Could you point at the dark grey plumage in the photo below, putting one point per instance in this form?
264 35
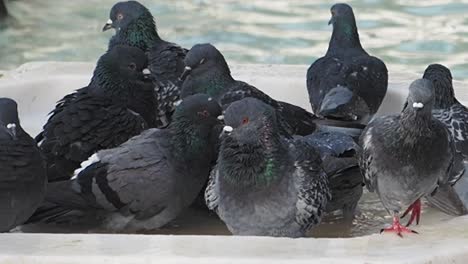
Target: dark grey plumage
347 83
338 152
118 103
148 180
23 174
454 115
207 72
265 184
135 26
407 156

====

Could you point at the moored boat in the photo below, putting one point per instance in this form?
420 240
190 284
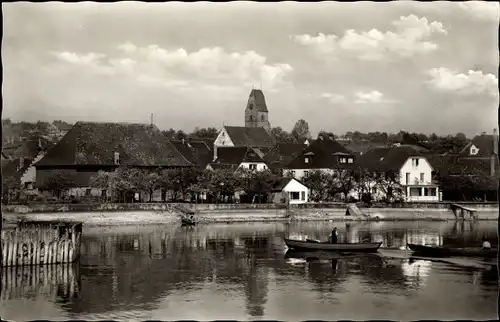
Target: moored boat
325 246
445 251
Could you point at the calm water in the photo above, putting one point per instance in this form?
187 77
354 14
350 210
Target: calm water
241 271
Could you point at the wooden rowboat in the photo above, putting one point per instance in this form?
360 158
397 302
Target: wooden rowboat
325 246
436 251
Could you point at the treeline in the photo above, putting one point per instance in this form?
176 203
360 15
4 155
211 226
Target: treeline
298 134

====

Count the lines in the entries above that contain the word "dark". Reply with the number only.

Written response
2